— START OF EXTRACTED INFORMATION —
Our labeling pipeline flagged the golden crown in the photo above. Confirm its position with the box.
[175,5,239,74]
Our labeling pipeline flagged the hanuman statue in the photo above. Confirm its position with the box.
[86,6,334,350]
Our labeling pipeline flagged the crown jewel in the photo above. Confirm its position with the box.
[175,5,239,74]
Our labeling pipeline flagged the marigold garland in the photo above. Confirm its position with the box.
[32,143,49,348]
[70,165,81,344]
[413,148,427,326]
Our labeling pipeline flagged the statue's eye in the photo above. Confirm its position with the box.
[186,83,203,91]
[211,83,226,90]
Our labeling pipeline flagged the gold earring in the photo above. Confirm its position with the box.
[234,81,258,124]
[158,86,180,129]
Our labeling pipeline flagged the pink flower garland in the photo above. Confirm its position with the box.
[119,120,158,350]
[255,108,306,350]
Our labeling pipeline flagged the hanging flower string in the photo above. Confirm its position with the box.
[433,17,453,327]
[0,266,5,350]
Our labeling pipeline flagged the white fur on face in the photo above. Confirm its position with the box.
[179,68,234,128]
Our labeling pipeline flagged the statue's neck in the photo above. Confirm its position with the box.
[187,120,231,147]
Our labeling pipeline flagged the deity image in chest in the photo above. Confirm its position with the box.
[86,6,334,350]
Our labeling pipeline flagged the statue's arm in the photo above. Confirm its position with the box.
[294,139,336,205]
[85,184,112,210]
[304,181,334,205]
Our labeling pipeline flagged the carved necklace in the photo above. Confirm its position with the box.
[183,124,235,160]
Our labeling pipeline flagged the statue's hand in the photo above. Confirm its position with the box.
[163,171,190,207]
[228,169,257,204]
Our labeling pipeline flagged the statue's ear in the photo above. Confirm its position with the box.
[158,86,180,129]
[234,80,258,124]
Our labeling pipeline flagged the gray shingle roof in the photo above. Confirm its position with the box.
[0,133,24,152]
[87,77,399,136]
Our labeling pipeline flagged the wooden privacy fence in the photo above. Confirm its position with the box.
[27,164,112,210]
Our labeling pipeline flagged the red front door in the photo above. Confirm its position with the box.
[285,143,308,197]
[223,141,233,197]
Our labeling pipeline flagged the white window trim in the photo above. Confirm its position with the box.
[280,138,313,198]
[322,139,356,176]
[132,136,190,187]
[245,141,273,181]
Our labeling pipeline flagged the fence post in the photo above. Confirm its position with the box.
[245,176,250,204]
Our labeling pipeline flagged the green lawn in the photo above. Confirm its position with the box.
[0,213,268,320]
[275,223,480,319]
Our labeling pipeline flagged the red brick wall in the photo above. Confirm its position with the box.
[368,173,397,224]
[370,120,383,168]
— END OF EXTRACTED INFORMATION —
From the records above, extract every entry exactly as given.

» ANSWER TO THIS EXERCISE
Our labeling pipeline flagged the golden crown in the photo above. Confirm its position with the box.
[175,5,239,74]
Our labeling pipeline flagged the hanuman statue in the photo above. Confirm its position with the box.
[86,6,334,350]
Our labeling pipeline flagged the crown jewel in the photo above. Confirm its position with the box.
[175,5,239,74]
Our labeling pipeline flagged the marigold garland in the photo above. Confirm its position with the box.
[32,143,49,348]
[70,165,81,344]
[413,148,427,326]
Our labeling pipeline flagged the statue's eye in the photo above. Confirm its position with the box.
[186,83,203,91]
[211,83,226,90]
Our labeling pipeline flagged the gold earring in the photo above. Confirm its position with the box.
[234,81,258,124]
[158,86,180,129]
Our labeling pipeline flagged the pink flower garland in the photo above. Confirm its position with the box.
[119,120,158,350]
[255,108,306,350]
Our labeling pipeline flagged the hanging flower string in the photo above. Confirm its position with the box.
[433,17,453,327]
[0,266,5,350]
Our labeling pipeline flagged the white fur on face in the photo above. Confirm its position with the box.
[179,68,234,128]
Our labeling pipeline flagged the statue's neck in the photo above. Confirm its position with the box.
[187,120,231,147]
Our labeling pipeline flagged the deity image in chest in the photo above. Confirm its position with the box.
[86,6,334,350]
Our labeling pipeline flagged the statue's arm in the photo above. Confirm its position with the box.
[294,139,336,205]
[85,184,112,210]
[304,181,334,205]
Our labeling pipeline flagged the carved necklace in the photo above. Confirm its position with the box.
[183,124,235,160]
Our labeling pipeline flagged the statue's hand in the photo above. Confirm its position with the box.
[163,171,190,207]
[228,169,257,204]
Our labeling pipeline flagged the statue's ear in the photo above. Confirm its position with the box.
[158,86,180,129]
[234,80,258,124]
Our labeling pipeline flagged the gray shingle roof in the photo above. Confirm its position with the box.
[0,133,24,152]
[87,77,399,136]
Our labeling pipeline flagged the wooden privacy fence in the photo above. Confirm its position with the box.
[27,164,112,210]
Our labeling pipeline flagged the red front door in the photo above. Confirm its position with the box.
[285,143,308,197]
[223,141,233,197]
Our labeling pipeline flagged the white window trim in the photo above. Confirm its position with the box.
[280,138,313,198]
[322,139,356,176]
[132,136,190,187]
[245,141,273,181]
Our labeling pipeline flagged the fence post in the photo above. Confirm its position with the box.
[245,176,250,204]
Our labeling pipeline flagged the green lawn in the photo above. Confirm its position with the box.
[0,213,268,320]
[275,223,480,319]
Our labeling pipeline flagged the red brick wall in the photo above. Confirm its position with the box.
[368,173,397,224]
[370,120,383,168]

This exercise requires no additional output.